**GEZEIGTER TEXT:**
┄┄┄┄┄┄┄┄┄┄
Gastarbeiter in Hohenlimburg

Rund acht Jahre waren Friedrich und Elsa Husung als Pächter im „Kaiserstübchen“. Als sie die Kneipe übernahmen, da hatten die 1960er in Hohenlimburg gerade begonnen. Sohn Sepp Husung erinnert sich an ein gemischtes Publikum, dass bei ihnen einkehrte. „Da waren zum Beispiel Bauarbeiter wie ‚Lukki‘ und ,Egon‘. Sie wohnten in Bauwagen in der Nähe und kamen nahezu täglich vorbei.“ Auch Metzger Spieß von nebenan war oft gesehener Gast, ebenso wie Arbeiter der nahen Spedition Müller. Sepp Husung erinnert sich auch noch gut an die vielen Gastarbeiter aus der Türkei und Griechenland, die in der Kneipe gastierten. „Alle im Anzug und mit Schlips und Krawatte.“

Kneipen-Serie

Die Redaktion wird in den kommenden Wochen und Monaten immer wieder Schlaglichter auf die alte Kneipenlandschaft in Hohenlimburg werfen und Menschen in diesem Zusammenhang zu Wort kommen lassen. In der nächsten Berichterstattung gibt es eine örtliche Übersicht, wo sich die über 80 Kneipen in Hohenlimburg befunden haben. Ganz wichtig ist: Melden Sie, liebe Leser, sich weiterhin bei uns und geben uns Tipps und Hinweise zur großen alten Kneipen-Zeit. Gerne per Mail an Hohenlimburg@westfalenpost.de.
┄┄┄┄┄┄┄┄┄┄
(Einträge des Datensatzes)
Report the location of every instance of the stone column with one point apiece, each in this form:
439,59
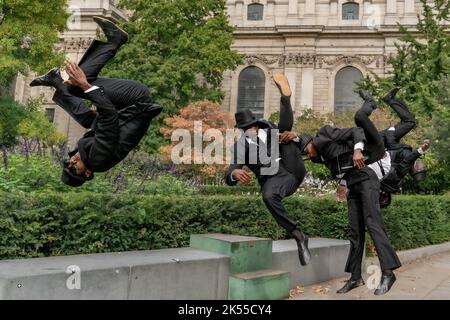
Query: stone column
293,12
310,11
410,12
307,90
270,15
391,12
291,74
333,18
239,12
┄┄┄┄┄┄┄┄┄┄
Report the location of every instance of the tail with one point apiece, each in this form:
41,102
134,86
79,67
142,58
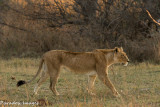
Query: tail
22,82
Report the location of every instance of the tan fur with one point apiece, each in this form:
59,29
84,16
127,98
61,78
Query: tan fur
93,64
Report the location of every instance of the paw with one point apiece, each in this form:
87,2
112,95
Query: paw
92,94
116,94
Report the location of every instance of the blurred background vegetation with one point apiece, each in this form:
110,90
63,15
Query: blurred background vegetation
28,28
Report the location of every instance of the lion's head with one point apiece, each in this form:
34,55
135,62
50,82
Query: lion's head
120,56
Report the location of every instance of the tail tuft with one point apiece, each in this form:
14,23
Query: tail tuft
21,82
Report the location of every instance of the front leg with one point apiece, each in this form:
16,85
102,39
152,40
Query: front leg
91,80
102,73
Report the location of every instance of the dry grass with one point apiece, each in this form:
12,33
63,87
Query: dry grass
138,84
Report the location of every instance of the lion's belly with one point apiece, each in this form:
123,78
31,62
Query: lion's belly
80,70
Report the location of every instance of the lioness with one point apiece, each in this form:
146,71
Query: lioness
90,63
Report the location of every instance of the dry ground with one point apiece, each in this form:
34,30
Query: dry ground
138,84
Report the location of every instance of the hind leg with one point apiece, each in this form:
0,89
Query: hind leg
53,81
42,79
┄┄┄┄┄┄┄┄┄┄
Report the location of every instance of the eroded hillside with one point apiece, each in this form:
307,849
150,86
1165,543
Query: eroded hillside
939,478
┄┄┄┄┄┄┄┄┄┄
**AUFGABE IM DETAIL:** Ersetze im Text über die Hohenlimburger Kneipen „Kneipenlandschaft“ durch „Gaststättenlandschaft“ und gib den Abschnitt zwischen „Die Redaktion wird“ und „Mail an Hohenlimburg@westfalenpost.de.“ einschließlich wieder.

**DIE ANTWORT:**
Die Redaktion wird in den kommenden Wochen und Monaten immer wieder Schlaglichter auf die alte Gaststättenlandschaft in Hohenlimburg werfen und Menschen in diesem Zusammenhang zu Wort kommen lassen. In der nächsten Berichterstattung gibt es eine örtliche Übersicht, wo sich die über 80 Kneipen in Hohenlimburg befunden haben. Ganz wichtig ist: Melden Sie, liebe Leser, sich weiterhin bei uns und geben uns Tipps und Hinweise zur großen alten Kneipen-Zeit. Gerne per Mail an Hohenlimburg@westfalenpost.de.